▸ **Task objective**
Copy out everything from the line containing "of the flagpole;" down to the end of the items, requests included. Offset every coordinate in the answers by adding 90, and leave the requests and their format samples unchanged.

— BEGIN Record set —

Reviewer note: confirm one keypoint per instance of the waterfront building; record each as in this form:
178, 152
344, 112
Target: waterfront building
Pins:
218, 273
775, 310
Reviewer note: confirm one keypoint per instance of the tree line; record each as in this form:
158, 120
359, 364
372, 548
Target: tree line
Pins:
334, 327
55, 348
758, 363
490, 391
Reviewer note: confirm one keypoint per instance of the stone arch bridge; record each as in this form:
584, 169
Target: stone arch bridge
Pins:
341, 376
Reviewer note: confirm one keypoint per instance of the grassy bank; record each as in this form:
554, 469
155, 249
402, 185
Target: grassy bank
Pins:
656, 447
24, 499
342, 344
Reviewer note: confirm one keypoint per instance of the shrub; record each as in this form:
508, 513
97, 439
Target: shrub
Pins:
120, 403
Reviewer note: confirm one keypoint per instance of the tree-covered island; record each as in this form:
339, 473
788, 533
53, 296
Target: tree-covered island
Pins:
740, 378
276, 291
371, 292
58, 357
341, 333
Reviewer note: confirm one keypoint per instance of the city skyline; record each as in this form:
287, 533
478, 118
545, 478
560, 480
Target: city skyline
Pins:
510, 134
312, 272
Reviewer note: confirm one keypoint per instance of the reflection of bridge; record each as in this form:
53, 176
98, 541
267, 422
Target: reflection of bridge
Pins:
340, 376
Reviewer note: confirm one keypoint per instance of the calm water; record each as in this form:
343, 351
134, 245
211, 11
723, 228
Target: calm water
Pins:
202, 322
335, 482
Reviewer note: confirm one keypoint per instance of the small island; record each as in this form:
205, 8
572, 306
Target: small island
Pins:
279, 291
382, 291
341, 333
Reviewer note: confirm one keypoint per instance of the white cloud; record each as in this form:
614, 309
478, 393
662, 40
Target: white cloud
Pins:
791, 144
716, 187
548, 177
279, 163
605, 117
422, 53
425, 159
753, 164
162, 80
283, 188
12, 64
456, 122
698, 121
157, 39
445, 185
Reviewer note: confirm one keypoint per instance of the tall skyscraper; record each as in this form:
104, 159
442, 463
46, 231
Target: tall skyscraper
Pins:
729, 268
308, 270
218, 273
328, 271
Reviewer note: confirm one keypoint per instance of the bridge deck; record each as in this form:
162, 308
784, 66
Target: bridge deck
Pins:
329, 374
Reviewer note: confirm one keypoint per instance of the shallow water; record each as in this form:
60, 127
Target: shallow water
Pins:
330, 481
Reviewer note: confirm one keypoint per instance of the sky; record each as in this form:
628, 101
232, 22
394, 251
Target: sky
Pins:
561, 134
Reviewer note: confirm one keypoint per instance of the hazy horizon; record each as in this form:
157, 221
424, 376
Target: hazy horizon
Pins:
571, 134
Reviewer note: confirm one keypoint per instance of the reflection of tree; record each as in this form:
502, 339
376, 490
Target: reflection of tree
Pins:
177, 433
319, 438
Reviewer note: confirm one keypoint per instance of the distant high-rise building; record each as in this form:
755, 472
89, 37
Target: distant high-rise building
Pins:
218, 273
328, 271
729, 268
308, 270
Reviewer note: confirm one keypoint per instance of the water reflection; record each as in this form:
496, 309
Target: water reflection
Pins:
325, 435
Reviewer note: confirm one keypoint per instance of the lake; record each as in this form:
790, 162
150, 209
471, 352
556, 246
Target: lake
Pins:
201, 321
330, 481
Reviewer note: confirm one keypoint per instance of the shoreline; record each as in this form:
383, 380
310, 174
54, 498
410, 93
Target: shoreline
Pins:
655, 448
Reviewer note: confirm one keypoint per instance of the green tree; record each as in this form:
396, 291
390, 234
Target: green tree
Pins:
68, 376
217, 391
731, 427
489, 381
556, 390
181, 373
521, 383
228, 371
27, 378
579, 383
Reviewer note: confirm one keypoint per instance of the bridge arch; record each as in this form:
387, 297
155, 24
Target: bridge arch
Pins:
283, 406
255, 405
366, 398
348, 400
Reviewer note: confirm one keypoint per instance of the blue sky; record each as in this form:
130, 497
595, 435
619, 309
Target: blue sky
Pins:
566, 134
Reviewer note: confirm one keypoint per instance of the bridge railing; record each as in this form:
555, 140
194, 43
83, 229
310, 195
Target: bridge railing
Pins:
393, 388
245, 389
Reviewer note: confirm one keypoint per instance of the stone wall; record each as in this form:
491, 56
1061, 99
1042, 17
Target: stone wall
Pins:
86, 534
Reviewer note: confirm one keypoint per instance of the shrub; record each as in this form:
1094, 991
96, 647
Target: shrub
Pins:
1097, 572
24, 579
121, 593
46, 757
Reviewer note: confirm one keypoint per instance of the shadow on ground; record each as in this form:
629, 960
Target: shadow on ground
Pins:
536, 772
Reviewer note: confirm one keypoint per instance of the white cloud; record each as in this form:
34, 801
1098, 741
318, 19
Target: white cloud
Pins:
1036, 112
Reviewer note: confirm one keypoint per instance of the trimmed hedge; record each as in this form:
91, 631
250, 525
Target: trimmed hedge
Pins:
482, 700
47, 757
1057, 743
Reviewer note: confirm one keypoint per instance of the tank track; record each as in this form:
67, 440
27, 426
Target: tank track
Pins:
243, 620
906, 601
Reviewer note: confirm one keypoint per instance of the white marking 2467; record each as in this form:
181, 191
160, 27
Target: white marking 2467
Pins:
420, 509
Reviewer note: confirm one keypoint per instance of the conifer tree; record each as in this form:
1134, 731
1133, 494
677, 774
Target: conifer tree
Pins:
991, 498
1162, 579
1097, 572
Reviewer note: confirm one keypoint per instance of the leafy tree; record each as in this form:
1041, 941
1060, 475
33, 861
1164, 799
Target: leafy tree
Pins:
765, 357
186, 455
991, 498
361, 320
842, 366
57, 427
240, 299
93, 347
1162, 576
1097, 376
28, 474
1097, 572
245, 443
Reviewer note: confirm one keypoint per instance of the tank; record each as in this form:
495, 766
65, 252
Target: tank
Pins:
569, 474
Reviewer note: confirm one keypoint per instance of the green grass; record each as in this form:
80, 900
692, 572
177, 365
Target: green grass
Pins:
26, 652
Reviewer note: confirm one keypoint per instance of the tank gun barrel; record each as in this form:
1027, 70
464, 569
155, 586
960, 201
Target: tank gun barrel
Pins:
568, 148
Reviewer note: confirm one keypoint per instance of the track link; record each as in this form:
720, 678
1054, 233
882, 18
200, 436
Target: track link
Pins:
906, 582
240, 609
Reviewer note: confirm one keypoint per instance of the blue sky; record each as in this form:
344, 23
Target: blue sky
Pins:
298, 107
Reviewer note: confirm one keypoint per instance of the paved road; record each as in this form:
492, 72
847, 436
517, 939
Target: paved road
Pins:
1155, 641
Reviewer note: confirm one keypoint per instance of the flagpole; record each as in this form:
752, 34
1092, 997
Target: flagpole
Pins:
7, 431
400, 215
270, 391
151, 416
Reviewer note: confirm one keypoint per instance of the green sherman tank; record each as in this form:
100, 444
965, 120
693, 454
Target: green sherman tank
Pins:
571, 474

— END Record set —

▸ **Answer to the task**
Reviewer note: confirm one keypoint per instance of the flagpole; record each as in this form:
752, 34
1092, 997
Target: flagpole
Pins:
97, 521
490, 305
360, 481
241, 506
Reviewer note: confirm one keypoint per instance of the green sherman tank; record each as in this form:
100, 444
965, 120
693, 454
Target: green sherman tank
Pins:
661, 564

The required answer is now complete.